═════ PROVIDED DATA

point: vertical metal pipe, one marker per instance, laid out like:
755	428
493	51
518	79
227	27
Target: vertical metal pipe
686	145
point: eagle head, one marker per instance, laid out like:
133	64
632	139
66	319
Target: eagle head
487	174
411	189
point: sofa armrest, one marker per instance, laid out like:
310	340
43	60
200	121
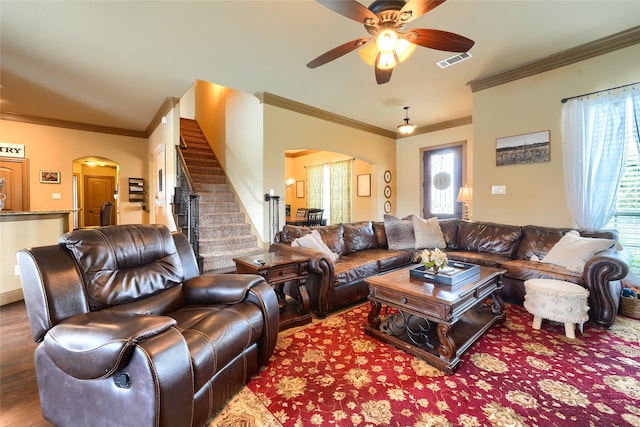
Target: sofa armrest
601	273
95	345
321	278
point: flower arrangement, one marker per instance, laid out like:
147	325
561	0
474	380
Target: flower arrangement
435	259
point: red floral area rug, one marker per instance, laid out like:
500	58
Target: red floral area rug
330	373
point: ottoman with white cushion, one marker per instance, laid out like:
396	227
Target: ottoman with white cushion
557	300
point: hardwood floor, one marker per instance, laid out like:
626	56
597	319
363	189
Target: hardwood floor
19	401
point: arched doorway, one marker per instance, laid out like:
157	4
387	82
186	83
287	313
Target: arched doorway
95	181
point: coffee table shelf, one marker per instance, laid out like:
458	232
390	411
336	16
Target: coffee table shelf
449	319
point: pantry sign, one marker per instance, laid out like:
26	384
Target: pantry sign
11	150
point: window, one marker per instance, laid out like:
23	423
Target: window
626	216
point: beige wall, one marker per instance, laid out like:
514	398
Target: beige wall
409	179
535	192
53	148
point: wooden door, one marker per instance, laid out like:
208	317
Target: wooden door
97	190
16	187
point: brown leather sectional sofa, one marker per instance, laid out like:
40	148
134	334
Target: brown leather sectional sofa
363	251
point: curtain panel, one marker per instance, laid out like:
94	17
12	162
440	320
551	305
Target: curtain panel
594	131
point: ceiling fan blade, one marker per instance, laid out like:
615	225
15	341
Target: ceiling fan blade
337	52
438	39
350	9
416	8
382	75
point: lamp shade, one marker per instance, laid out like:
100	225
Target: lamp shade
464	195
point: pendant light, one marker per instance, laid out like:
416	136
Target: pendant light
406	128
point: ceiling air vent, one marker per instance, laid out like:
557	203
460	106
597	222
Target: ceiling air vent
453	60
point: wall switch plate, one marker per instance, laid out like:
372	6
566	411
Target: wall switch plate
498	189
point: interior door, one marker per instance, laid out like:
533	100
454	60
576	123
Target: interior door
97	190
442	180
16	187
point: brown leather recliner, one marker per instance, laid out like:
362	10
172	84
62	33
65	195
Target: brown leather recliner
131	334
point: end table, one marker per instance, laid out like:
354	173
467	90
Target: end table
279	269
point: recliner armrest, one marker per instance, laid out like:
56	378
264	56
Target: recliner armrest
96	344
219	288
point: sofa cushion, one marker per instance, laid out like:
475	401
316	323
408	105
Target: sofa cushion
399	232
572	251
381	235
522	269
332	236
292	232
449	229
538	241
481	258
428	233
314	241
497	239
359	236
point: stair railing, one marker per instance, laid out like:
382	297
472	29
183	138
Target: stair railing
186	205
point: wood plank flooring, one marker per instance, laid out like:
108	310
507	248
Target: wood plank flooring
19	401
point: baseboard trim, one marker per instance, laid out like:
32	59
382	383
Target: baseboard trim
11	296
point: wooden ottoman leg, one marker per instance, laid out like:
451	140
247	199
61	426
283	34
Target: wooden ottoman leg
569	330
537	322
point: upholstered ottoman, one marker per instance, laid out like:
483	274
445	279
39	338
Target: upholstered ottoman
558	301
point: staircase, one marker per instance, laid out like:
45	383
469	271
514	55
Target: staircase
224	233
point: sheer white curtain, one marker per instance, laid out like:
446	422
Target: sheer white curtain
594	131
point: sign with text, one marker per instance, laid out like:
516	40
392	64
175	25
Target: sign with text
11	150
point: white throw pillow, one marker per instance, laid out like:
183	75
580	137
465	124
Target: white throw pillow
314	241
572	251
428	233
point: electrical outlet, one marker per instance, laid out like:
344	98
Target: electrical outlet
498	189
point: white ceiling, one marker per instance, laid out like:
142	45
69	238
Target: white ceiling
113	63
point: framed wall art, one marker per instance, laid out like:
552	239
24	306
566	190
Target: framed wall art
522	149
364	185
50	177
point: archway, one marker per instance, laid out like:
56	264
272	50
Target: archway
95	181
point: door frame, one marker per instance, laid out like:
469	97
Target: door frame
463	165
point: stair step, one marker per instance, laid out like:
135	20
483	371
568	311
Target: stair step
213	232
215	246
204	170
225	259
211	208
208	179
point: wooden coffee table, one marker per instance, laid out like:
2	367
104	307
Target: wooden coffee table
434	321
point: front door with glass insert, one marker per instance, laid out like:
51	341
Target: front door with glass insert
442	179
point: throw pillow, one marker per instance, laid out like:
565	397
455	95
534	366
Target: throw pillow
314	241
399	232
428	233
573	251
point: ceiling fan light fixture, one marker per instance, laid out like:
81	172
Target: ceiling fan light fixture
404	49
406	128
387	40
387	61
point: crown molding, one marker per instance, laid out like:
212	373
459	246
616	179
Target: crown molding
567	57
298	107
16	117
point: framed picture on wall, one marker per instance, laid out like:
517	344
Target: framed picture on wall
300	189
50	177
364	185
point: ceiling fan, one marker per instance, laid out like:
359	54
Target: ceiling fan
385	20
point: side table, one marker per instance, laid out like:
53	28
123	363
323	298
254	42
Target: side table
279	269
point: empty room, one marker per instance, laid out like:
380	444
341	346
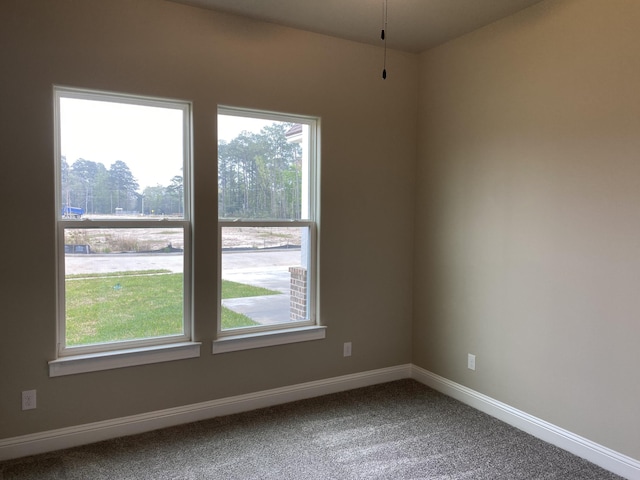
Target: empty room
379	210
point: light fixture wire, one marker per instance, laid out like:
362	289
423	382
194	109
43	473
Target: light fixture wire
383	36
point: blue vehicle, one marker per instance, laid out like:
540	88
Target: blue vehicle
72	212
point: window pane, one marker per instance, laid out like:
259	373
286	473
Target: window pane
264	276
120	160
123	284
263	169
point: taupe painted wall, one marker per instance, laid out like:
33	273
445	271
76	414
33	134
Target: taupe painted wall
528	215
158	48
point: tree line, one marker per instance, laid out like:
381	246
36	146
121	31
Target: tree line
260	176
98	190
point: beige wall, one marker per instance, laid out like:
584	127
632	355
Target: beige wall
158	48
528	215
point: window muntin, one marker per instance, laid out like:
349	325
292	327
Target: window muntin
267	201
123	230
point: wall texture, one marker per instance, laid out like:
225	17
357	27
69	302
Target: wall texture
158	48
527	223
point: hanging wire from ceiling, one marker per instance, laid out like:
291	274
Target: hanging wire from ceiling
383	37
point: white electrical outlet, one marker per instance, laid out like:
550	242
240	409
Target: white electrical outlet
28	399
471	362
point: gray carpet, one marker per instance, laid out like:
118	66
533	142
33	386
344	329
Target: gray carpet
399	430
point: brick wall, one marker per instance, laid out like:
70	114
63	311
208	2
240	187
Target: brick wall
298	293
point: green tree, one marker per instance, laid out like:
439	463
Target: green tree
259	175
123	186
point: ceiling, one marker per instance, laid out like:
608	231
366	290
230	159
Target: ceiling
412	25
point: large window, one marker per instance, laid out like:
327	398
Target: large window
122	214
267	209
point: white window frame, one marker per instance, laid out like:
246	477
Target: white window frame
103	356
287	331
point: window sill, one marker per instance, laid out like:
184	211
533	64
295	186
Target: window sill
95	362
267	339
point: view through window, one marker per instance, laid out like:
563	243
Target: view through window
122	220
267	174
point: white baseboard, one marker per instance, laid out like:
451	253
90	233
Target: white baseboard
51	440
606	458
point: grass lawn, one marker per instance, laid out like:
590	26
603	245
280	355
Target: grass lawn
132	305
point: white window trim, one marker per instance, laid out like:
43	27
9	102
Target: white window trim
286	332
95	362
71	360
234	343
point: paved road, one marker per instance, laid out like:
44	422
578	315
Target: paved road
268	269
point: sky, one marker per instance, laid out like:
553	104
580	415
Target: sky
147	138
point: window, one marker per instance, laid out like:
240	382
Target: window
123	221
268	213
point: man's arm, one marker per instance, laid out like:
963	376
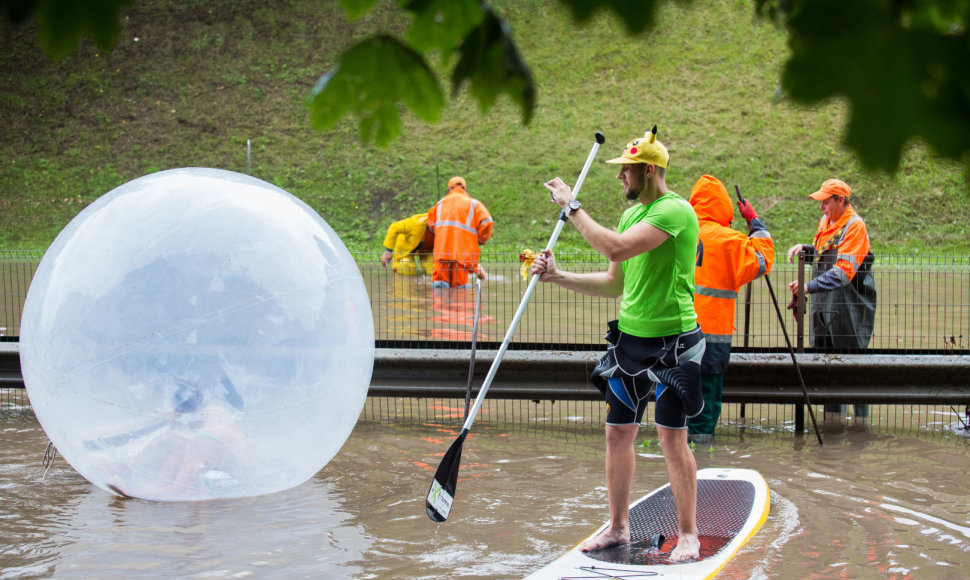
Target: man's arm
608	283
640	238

══════════
═════ PROVIDED DATA

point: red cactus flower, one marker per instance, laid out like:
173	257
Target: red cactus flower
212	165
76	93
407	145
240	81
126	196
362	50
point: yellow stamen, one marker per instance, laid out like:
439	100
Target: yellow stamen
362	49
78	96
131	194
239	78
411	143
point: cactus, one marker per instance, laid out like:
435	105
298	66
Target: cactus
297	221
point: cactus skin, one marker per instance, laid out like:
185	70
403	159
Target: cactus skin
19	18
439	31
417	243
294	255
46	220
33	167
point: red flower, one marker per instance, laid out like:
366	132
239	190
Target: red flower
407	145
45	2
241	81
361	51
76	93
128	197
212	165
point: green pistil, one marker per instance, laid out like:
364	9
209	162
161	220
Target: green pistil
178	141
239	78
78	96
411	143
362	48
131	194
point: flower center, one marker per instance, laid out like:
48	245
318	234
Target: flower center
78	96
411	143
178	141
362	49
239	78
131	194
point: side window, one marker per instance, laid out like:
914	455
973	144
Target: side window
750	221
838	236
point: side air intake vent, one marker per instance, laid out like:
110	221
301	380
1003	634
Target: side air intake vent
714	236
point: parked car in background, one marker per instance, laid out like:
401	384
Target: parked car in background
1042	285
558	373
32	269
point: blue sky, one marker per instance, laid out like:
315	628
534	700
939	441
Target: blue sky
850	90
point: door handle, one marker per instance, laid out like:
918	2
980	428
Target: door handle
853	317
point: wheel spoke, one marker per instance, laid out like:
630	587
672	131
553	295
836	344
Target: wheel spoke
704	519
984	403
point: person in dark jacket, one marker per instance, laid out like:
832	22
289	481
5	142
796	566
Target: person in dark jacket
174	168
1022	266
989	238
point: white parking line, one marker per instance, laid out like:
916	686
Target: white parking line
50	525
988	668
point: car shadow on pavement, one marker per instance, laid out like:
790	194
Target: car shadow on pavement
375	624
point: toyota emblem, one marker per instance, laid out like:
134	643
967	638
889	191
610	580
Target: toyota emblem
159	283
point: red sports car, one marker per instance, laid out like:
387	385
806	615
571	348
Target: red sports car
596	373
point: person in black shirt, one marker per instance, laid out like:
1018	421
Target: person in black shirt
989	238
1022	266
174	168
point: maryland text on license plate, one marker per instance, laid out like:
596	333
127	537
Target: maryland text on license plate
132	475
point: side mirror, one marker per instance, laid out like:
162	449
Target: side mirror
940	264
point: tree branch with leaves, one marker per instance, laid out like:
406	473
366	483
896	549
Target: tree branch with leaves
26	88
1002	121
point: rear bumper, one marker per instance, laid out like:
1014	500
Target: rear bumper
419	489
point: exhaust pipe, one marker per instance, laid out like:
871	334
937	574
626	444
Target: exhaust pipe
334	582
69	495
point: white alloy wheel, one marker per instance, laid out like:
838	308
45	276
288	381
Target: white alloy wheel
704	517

══════════

→ **TASK DETAILS**: How many lines of the data above contain the string "pillow", with matching case required? Reply with the number alone.

→ **ANSWER TO THE PROBLEM**: 4